▶ Supplied information:

-*-

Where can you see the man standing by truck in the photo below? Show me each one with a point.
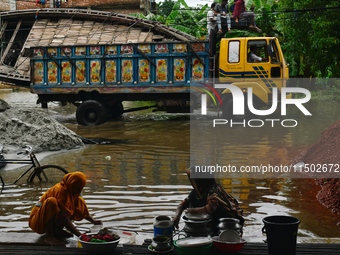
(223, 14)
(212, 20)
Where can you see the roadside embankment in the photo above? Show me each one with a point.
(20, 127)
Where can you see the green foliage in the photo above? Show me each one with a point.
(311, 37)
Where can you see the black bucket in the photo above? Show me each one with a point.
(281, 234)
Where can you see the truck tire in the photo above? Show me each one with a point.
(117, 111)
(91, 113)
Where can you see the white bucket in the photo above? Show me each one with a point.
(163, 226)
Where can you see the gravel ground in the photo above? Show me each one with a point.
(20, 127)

-*-

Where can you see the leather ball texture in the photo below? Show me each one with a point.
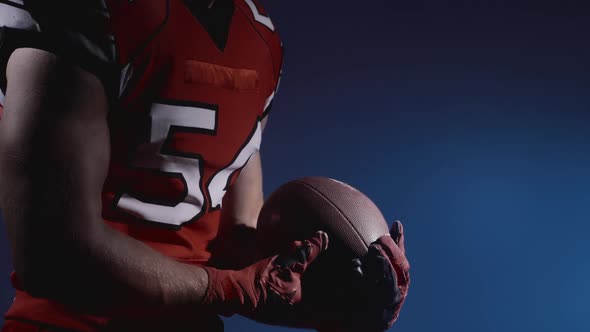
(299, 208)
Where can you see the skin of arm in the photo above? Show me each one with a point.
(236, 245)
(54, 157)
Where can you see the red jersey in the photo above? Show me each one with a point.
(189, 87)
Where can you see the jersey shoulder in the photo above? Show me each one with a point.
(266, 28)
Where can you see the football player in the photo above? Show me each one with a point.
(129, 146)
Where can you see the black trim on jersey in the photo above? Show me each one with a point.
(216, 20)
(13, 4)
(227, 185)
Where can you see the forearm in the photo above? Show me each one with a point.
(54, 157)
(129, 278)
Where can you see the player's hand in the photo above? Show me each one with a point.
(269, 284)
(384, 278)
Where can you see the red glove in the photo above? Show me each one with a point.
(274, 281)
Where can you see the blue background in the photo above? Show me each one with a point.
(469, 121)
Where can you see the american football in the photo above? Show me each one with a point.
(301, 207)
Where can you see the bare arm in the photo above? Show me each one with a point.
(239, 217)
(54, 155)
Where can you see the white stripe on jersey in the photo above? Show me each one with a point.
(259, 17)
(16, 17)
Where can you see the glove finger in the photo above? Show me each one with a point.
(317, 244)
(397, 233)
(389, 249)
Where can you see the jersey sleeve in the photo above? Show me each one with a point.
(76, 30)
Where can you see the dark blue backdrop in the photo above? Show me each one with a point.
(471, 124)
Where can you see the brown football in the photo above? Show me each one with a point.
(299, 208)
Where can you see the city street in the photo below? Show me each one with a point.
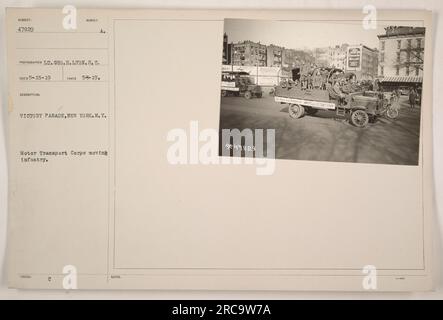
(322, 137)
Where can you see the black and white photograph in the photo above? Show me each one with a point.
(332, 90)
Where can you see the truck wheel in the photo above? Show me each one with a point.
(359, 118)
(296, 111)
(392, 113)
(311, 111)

-*-

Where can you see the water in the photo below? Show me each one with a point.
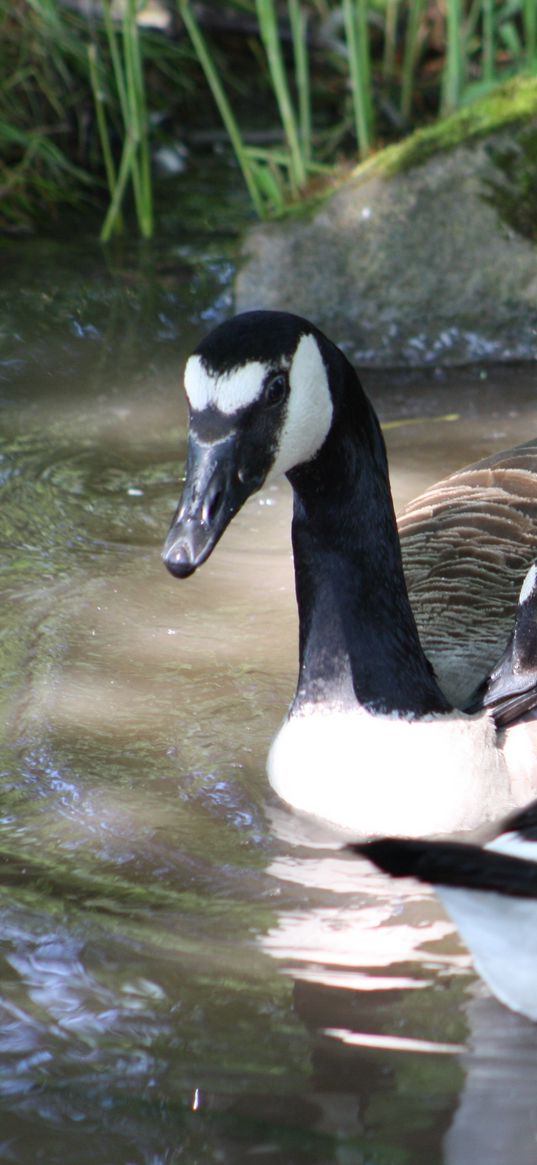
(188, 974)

-*-

▶ Exercise instructions: Which lines in the data above contain the string "blue" with matching case? List each such line in full.

▶ Full output:
Where can you see the blue background in the photo above? Show me each one with a point.
Where can you see the dark blue backdrop in the photo above? Show me each one with a point.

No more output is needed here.